▶ **Provided text**
----------------
RewriteFilter
The task of the RewriteFilter is to manipulate the URI of the request during processing. The configuration parameter contains several regular expressions, substitution patterns and actions, as the following example shows:
<init-param>
<param-name>RequestURI</param-name>
<param-value>
^/test/proxy/(.*)$:/unsecure/$1?hallo=true:S=ProxyServlet
^/test/(.*)$:/othertest/$1?hallo=true:PT
^/test/invalidate/(.*)$:/test/$1:R
^/test/images/(.*)$:/images/$1:F
^/$:/index_generic.html:F
Condition:HTTP_USER_AGENT:
^.*MSIE.*$ ^/$:/index_msie.html:F
Condition:HTTP_USER_AGENT:
^.*Firefox.*$ ^/$:/index_firefox.html:F
</param-value>
<description>Support request routing and URL manipulation inside servlet container</description>
</init-param>
Note that it is possible to rewrite the Request URI depending on the value of some other parts of the request header. The examples below show how:
Rewriting dependent on some request headers:
<init-param>
<param-name>RequestURI</param-name>
<param-value>
^/$:/index_generic.html:F
Condition:HTTP_USER_AGENT:^.*MSIE.*$
^/$:/index_msie.html:F
Condition:HTTP_USER_AGENT:^.*Firefox.*$
^/$:/index_firefox.html:F
</param-value>
</init-param>Rewriting dependent on the remote address:
<!-- white model -->
<init-param>
<param-name>RequestURI</param-name>
<param-value>
<!-- allow -->
Condition:REMOTE_ADDR:^194\.69\.(.*)$
^.*$:$0:PT
Condition:REMOTE_ADDR:^138\.190\.(.*)$
^.*$:$0:PT
<!-- block -->
Condition:REMOTE_ADDR:^.*$
^.*$:/forbidden.html:F
</param-value>
</init-param>
<!-- black model -->
<init-param>
<param-name>RequestURI</param-name>
<param-value>
<!-- block -->
Condition:REMOTE_ADDR:^81\.221\.(.*)$
^.*$:/forbidden.html:F
</param-value>
</init-param>
Request information can be added to the substitutions of the rewriting. The syntax is similar as in the conditions:
<substitution>\[;ANY|<substitution>\]*
substitution: <source>\:<value>
<source>\:<value>\[;<source>\:<value>\]
<source>: ENV, AUTH, HEADER, PARAM, or SESSION.
----------------
▶ **Data entries**
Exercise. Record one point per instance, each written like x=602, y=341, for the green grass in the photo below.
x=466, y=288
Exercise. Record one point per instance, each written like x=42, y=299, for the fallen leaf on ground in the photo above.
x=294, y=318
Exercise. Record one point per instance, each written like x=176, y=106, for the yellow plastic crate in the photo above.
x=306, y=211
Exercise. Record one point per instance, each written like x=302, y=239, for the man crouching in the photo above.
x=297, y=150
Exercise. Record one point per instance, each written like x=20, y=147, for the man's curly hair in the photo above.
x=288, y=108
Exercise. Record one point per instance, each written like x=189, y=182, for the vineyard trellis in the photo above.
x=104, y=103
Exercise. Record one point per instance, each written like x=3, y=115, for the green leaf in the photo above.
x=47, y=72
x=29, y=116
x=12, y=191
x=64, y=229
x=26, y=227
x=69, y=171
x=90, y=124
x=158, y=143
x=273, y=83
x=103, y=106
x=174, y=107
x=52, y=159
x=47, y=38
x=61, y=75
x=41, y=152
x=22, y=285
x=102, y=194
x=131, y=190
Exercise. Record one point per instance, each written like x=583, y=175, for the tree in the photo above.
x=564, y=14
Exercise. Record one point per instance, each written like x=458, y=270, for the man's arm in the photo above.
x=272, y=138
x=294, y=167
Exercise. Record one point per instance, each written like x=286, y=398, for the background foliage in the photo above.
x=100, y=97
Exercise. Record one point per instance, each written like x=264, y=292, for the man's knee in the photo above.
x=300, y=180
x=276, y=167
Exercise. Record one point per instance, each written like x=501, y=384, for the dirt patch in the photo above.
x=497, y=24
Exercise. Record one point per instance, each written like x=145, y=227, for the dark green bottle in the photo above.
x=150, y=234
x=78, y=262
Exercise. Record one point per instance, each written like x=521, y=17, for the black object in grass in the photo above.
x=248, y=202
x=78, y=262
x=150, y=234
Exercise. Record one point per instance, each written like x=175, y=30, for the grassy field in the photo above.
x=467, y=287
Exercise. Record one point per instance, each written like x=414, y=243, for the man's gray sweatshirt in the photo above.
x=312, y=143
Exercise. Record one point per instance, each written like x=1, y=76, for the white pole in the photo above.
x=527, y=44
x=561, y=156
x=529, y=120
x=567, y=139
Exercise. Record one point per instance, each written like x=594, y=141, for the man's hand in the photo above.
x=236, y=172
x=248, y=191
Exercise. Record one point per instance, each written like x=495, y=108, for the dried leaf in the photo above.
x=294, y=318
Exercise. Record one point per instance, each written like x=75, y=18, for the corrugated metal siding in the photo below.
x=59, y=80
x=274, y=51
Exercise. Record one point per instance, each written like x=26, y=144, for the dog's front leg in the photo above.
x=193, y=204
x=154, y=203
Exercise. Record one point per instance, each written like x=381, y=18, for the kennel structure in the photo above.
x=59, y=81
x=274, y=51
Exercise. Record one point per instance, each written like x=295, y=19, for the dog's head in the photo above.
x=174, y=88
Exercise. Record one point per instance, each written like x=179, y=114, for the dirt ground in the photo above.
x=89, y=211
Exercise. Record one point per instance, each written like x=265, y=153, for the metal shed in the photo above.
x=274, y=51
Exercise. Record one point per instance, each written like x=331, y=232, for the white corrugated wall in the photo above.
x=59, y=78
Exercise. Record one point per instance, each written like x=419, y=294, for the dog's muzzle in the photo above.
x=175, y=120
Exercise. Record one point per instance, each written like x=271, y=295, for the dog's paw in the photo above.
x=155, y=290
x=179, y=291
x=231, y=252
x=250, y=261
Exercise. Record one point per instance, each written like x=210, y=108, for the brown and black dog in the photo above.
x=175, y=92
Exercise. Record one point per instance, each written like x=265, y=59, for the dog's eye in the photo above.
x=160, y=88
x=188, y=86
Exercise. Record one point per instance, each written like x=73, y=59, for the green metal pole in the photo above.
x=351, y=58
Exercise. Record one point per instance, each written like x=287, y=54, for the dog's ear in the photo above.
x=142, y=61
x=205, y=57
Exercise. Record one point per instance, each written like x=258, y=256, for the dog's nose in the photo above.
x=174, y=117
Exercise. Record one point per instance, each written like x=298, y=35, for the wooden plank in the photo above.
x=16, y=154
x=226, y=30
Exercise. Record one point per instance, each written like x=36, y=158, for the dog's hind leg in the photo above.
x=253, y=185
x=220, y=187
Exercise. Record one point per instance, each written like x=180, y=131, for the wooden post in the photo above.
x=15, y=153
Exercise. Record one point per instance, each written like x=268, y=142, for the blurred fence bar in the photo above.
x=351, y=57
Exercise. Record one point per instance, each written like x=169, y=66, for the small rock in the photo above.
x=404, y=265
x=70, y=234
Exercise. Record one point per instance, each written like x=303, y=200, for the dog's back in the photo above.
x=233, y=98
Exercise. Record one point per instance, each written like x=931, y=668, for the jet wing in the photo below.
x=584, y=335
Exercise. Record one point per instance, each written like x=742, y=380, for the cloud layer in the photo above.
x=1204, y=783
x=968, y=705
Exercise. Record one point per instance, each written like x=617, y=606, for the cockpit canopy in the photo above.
----------------
▶ **What is asked**
• a. According to the RewriteFilter page, what is the task of the RewriteFilter?
• b. Pick up the RewriteFilter page after its last line and keep writing it.

▶ **Outputs**
• a. To manipulate the URI of the request during processing.

• b.
Some samples:
^Cookie1$:value:^.*matching(.*)$:ENV\:HTTP_HEADER_COOKIE;_$1
https?\://www.nevis.net/?:https\://ENV\:HTTP_Host;/de
The :
after ENV
needs to be escaped because it is used as delimiter as well. With the new CIDR notation you can define conditions matching subnets, for example: Condition:REMOTE_ADDR:CIDR/10.4.1.0/22/
, which matches the address range 10.4.12.0 - 10.4.15.255 (network mask 255.255.252.0).
ch::nevis::isiweb4::filter::rewrite::RewriteFilter
libRewriteFilters.so.1
+PRUNE_ACCEPT_ENCODING
Configuration
RequestURI
Type: whitespace or newline-separated list
Syntax: <regexp>:<substitution>:<action>
Usage Constraint: optional, basic, conditional
Default: empty, no rewriting is done
A list of rewrite rules that can be made conditional. Conditions can be added according to individual rules. Thus, the request URI can be rewritten according to values from other parts of the request header.
The regular expression is executed on the URI of the request, e.g., qualified, starting with /
.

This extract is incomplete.